Tasks to carry out:
a: According to the review, how many lines from Horace's Satires and Odes does the book contain?
b: Please copy part of the review word for word, starting at "The book is" and ending at "appropriate and useful.".

Selected passage:
** START **
In the foreword to Horace: A Legamus Reader Kenneth Kitchell (co-editor of the Legamus series) states that the transition for Latin students from “made-up Latin” to “real” Latin is a major hurdle for the students and one of the greatest challenges for the teachers. In an effort to meet this challenge Bolchazy-Carducci has created a series of readers (although workbook might be a more accurate name), each based on a different author, which attempts to slowly and carefully guide students in their first efforts to handle the complexities of so-called “real” Latin. A fairly thorough review of the Vergil Legamus has already appeared in BMCR1 and so a brief overview of the content and a few comments should suffice.
The book is well fortified with peripheral material. At the beginning there is a foreword, which describes the Legamus series’ purpose and goals, a preface, which explains how to use the book and an introduction to Horace (historical context, life and works as well as a brief bibliography). The book also includes three appendices; a summary of Latin grammar, a list of the major figures of speech to be found in the book’s selections of Horace, an overview of metres used by Horace and, finally, a pull-out vocabulary of some 200 words. Sandwiched between are 203 lines from Horace’s Satires and Odes.2
Each section of text is presented with roughly the same supporting material, each with its own catchy title:
Before You Read What Horace Wrote—an introduction to the Satire or Ode to be read with historical, cultural, and/or literary background as appropriate and useful.
** END **
Provided data:
** START **
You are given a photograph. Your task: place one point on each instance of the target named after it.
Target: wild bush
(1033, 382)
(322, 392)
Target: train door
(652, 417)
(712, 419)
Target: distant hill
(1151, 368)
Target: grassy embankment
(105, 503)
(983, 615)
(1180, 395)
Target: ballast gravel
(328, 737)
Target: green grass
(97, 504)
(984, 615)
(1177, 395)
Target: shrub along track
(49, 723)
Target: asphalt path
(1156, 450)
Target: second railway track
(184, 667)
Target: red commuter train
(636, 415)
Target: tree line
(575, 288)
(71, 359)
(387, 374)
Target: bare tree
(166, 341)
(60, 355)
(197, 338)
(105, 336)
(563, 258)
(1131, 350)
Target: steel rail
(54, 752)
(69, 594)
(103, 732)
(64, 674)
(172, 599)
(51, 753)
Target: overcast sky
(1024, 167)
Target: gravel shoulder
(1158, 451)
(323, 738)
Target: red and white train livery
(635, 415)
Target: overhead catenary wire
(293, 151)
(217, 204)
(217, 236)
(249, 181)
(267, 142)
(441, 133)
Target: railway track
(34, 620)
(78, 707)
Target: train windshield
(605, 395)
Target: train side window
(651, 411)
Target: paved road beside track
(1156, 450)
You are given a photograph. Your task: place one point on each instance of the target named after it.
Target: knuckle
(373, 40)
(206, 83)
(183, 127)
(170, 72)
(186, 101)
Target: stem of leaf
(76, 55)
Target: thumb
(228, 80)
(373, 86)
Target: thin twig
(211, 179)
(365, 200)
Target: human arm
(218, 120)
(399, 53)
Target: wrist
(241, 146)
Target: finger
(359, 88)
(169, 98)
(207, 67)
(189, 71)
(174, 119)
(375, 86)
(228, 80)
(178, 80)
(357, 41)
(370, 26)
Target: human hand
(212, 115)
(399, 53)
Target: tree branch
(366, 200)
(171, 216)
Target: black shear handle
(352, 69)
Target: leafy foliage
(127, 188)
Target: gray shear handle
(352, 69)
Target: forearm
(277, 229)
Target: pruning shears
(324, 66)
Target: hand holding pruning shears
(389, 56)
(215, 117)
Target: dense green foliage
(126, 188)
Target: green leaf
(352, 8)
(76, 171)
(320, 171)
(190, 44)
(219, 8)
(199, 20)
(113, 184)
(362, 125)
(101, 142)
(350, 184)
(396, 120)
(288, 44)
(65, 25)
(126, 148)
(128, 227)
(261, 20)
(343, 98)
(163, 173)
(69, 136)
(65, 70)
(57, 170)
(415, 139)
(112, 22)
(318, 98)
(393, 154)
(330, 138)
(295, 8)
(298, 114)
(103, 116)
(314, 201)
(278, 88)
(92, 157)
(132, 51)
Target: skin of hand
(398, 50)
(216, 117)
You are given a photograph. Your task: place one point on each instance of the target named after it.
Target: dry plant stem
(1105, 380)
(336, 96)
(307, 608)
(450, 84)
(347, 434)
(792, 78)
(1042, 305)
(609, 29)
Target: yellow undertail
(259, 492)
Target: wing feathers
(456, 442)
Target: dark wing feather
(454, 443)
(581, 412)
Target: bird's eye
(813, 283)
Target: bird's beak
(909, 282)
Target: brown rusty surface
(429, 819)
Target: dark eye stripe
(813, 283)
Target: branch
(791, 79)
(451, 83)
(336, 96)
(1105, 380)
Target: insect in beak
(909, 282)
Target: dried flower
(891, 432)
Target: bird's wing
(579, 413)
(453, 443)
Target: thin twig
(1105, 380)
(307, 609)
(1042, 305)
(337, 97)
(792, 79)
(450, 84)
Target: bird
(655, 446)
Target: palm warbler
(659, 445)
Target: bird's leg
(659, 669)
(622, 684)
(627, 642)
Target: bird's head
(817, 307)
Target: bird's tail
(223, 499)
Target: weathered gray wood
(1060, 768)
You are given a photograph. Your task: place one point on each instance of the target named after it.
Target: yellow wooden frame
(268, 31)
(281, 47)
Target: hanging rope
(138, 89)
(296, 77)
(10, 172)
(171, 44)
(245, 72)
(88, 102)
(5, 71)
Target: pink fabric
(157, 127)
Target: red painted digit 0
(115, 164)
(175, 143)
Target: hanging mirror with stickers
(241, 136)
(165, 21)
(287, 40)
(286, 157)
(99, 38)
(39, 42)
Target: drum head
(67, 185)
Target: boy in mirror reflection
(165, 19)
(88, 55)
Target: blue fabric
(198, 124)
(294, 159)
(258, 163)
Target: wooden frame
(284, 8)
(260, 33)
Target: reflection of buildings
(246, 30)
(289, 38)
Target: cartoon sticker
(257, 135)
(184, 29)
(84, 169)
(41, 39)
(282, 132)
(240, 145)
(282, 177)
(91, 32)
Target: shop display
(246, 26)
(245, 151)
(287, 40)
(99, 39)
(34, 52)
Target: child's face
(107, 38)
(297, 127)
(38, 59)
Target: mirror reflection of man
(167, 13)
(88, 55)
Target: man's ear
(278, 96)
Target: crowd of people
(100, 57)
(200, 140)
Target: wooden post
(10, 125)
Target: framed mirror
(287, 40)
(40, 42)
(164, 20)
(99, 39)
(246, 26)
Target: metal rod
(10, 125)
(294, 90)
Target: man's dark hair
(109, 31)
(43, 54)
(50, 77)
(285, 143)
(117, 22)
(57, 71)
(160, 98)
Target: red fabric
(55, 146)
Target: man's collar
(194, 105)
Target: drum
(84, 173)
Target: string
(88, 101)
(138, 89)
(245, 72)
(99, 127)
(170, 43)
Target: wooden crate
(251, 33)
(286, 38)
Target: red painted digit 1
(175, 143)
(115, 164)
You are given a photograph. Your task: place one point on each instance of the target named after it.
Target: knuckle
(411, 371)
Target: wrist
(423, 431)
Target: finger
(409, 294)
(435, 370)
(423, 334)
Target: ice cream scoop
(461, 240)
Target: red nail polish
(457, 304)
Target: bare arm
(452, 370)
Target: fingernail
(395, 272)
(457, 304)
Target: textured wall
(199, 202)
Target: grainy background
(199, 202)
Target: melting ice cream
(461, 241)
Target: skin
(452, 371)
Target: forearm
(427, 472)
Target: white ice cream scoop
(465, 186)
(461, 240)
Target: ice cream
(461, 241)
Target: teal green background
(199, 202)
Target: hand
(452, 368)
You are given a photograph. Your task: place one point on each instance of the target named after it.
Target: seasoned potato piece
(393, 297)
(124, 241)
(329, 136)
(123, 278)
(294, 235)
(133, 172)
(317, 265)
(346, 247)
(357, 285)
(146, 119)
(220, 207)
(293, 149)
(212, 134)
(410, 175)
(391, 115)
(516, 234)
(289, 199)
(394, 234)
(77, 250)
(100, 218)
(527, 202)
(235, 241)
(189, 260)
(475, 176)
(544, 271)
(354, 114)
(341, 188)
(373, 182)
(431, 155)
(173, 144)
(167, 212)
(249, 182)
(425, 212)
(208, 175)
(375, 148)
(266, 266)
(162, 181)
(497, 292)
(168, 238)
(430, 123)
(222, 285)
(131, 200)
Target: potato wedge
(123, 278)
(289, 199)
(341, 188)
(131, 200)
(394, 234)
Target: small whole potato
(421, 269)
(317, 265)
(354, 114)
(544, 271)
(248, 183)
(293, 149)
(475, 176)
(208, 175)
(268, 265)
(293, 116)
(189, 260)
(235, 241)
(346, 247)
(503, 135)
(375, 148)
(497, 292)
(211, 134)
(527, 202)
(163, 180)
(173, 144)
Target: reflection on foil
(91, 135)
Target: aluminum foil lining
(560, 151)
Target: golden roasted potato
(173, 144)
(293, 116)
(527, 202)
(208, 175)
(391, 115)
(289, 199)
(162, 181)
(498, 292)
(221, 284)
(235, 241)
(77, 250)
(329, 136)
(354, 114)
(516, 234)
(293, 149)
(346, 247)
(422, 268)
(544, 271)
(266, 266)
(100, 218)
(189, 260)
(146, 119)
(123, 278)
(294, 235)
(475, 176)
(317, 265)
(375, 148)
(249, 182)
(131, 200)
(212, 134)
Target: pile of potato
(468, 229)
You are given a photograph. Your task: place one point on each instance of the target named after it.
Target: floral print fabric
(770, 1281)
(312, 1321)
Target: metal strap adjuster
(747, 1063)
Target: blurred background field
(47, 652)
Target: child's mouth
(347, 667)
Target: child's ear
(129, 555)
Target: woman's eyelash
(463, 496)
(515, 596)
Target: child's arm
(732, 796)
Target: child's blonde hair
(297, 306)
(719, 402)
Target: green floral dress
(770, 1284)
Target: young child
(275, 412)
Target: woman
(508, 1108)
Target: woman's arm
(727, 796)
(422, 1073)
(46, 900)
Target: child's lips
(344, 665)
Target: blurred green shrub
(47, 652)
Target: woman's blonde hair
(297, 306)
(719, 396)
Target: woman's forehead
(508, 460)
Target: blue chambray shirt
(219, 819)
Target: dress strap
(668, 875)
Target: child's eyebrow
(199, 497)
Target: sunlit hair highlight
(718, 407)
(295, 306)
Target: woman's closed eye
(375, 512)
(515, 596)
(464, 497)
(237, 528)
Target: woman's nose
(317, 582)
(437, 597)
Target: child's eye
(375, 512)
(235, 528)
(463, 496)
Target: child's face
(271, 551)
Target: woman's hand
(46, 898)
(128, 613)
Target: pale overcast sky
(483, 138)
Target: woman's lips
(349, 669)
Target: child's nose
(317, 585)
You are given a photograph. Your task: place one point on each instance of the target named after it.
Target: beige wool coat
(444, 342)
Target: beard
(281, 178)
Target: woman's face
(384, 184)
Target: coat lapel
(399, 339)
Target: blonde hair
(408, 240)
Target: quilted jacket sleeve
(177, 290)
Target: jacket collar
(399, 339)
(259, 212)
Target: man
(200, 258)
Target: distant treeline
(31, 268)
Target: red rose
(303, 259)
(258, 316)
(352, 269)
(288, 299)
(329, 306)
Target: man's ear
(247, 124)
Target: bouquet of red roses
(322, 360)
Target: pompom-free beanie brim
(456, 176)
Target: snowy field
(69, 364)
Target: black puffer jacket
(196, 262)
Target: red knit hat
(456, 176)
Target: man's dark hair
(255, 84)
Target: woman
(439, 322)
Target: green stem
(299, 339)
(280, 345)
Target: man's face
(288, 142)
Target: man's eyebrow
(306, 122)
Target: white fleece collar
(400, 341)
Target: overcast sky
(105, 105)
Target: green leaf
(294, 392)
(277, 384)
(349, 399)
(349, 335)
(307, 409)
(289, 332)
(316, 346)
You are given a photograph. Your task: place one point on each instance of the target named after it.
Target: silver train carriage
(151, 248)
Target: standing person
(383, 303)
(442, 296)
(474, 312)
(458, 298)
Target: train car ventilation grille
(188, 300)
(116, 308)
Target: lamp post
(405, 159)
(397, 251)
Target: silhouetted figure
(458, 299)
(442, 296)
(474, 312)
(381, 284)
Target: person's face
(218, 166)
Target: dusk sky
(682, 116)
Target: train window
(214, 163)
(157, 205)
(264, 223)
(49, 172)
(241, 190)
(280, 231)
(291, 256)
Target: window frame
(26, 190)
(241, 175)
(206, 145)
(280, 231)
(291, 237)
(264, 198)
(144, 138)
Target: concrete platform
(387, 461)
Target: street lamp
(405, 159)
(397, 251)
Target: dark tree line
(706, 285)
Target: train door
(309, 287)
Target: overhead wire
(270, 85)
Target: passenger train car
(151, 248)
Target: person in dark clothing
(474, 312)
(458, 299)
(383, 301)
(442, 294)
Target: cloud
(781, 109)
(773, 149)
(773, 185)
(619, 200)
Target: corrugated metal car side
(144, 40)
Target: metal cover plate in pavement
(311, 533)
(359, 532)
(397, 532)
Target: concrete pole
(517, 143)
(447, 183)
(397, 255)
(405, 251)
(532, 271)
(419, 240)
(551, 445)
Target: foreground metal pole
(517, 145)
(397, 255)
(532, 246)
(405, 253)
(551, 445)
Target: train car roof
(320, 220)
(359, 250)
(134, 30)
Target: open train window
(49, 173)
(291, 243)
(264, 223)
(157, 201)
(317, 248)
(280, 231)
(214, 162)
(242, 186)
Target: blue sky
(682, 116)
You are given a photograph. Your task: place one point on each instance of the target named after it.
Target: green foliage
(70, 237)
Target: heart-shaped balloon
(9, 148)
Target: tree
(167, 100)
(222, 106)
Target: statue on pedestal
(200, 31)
** END **
Answers by task:
a: 203 lines

b:
The book is well fortified with peripheral material. At the beginning there is a foreword, which describes the Legamus series’ purpose and goals, a preface, which explains how to use the book and an introduction to Horace (historical context, life and works as well as a brief bibliography). The book also includes three appendices; a summary of Latin grammar, a list of the major figures of speech to be found in the book’s selections of Horace, an overview of metres used by Horace and, finally, a pull-out vocabulary of some 200 words. Sandwiched between are 203 lines from Horace’s Satires and Odes.2
Each section of text is presented with roughly the same supporting material, each with its own catchy title:
Before You Read What Horace Wrote—an introduction to the Satire or Ode to be read with historical, cultural, and/or literary background as appropriate and useful.